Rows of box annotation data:
+---+
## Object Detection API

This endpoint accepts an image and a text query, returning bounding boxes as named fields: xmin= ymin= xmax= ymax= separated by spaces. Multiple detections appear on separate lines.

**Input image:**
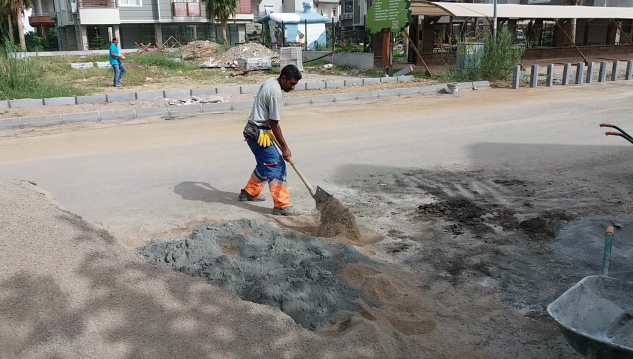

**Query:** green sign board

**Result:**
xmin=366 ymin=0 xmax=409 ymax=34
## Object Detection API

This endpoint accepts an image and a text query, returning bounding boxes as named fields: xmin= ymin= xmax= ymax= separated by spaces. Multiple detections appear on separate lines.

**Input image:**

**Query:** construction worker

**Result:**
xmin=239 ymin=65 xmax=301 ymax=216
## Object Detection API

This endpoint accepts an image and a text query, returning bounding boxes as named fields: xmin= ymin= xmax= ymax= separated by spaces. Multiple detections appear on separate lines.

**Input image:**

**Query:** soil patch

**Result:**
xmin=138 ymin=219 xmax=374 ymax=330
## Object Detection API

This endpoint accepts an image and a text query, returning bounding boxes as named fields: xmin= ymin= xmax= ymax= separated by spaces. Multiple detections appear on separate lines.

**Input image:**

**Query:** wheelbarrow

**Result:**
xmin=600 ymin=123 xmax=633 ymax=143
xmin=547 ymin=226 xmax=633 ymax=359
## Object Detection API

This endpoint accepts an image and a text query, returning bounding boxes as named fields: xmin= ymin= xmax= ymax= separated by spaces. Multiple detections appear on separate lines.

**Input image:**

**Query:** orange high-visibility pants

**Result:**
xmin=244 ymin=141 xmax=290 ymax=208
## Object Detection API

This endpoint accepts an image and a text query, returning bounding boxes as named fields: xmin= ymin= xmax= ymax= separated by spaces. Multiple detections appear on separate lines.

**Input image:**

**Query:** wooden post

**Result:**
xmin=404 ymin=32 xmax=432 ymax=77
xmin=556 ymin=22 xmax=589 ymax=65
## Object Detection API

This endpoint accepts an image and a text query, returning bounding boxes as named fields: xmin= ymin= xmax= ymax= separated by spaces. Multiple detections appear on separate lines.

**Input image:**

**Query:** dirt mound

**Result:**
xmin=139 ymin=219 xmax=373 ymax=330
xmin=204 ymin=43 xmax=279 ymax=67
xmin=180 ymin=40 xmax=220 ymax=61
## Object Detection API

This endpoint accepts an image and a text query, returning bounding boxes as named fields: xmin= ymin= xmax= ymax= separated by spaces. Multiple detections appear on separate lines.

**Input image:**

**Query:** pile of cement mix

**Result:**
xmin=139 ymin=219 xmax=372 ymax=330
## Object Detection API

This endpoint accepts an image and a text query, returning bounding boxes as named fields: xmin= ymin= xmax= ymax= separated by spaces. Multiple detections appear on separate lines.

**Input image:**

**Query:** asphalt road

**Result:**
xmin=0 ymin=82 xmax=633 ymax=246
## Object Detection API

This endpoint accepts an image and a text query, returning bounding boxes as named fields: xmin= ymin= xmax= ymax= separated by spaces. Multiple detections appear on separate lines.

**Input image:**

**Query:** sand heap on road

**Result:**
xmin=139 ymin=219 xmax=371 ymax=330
+---+
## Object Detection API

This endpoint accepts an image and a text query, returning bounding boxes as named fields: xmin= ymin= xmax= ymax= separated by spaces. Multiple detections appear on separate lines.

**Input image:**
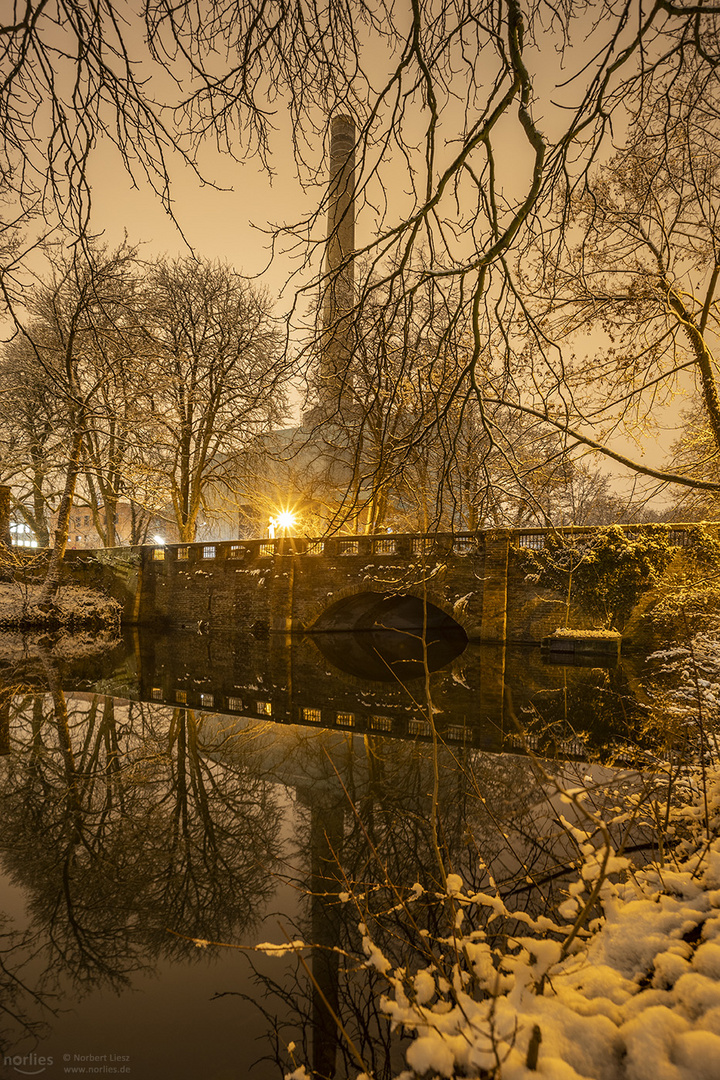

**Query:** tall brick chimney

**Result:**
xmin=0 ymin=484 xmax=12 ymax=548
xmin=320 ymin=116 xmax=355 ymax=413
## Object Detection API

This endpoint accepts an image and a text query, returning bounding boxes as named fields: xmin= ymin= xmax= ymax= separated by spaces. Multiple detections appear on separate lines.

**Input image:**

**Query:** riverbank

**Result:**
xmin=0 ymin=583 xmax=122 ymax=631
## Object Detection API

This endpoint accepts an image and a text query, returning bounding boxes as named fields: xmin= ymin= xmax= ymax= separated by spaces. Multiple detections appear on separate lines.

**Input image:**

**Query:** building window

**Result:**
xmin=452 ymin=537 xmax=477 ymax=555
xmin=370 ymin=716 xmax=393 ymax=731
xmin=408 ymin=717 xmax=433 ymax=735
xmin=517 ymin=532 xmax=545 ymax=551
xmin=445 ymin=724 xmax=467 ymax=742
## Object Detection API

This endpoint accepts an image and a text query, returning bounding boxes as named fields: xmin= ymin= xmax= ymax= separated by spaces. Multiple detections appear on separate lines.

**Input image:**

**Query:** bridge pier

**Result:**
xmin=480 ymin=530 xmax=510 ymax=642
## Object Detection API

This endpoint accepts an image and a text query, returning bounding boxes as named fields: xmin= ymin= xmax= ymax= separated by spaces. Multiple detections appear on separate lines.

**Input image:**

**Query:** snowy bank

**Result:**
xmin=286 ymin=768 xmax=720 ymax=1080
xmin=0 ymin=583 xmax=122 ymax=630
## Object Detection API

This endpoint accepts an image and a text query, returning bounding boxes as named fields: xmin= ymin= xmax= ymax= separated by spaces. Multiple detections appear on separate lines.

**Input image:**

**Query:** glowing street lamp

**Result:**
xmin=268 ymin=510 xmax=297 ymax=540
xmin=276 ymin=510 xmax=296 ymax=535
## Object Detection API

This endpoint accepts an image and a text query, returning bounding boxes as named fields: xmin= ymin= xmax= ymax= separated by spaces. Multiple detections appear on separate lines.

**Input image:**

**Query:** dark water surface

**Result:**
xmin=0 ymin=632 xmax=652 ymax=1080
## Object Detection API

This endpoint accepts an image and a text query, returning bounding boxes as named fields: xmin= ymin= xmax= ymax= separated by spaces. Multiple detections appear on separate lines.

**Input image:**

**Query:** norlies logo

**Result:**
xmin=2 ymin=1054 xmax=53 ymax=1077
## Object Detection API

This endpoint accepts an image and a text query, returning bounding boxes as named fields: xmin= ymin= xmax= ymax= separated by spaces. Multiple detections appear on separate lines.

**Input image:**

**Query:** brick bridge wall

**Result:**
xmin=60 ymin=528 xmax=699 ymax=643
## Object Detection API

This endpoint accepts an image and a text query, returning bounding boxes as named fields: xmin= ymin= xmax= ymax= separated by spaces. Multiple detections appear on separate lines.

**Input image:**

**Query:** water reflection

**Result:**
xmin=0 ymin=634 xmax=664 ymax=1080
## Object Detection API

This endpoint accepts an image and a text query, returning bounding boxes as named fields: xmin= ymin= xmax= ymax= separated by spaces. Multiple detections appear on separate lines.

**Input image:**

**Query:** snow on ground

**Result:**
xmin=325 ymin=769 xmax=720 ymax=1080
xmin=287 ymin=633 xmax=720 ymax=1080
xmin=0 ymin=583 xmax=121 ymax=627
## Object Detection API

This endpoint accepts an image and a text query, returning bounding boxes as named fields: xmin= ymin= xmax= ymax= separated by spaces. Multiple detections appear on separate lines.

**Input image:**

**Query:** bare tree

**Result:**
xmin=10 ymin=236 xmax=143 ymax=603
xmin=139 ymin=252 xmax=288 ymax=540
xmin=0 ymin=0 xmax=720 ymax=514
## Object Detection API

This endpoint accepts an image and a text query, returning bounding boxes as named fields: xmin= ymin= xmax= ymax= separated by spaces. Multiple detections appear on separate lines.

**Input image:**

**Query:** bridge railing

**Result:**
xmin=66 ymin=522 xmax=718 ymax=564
+---+
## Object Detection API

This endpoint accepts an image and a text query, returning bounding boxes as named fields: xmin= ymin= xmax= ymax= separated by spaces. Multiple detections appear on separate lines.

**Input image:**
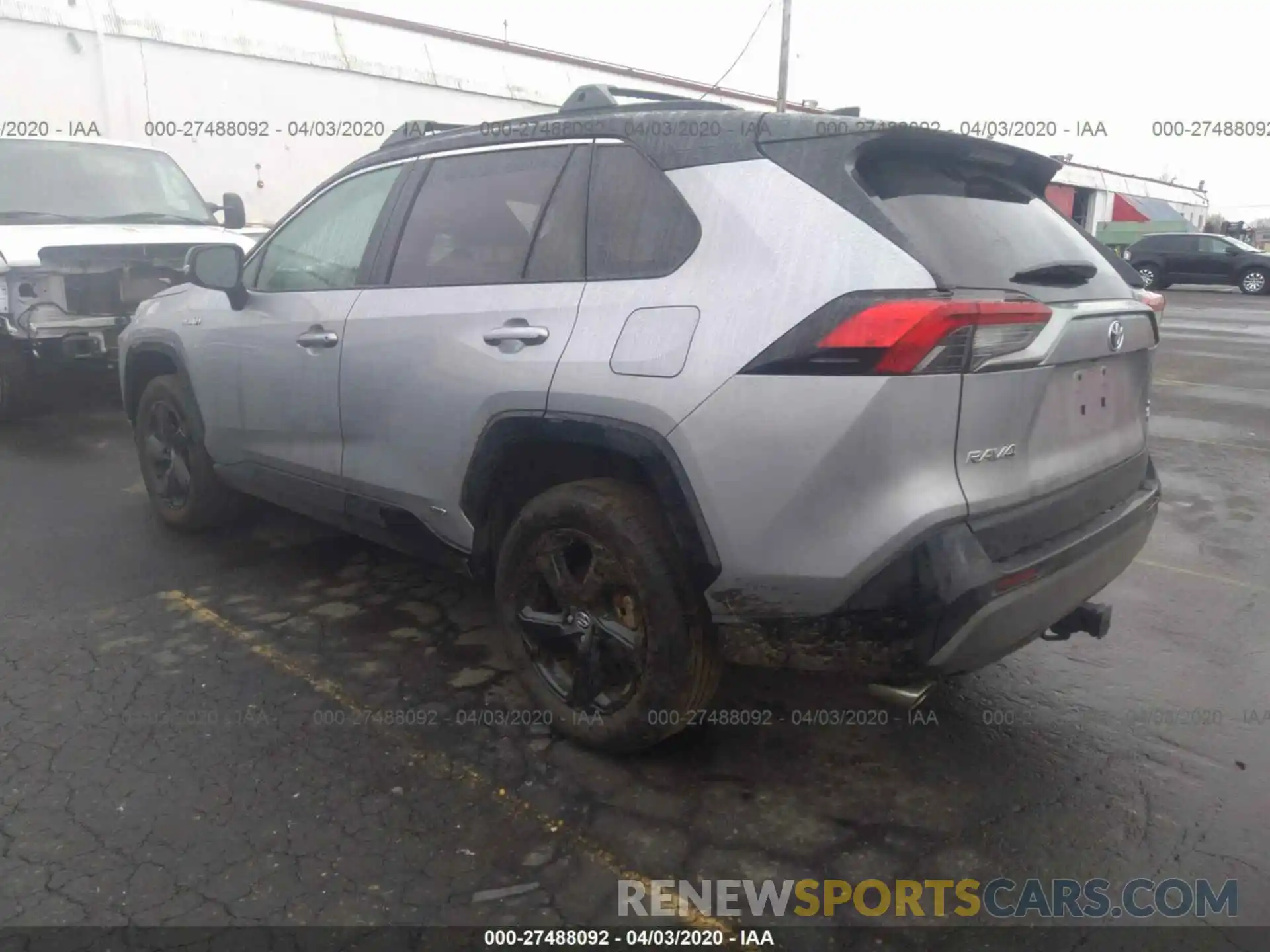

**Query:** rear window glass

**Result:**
+---+
Work to do: Extract from the listing each line containing the string "brick", and reproduce those lines in their original order.

Result below:
**Query:** tall brick chimney
**Query:** brick bridge wall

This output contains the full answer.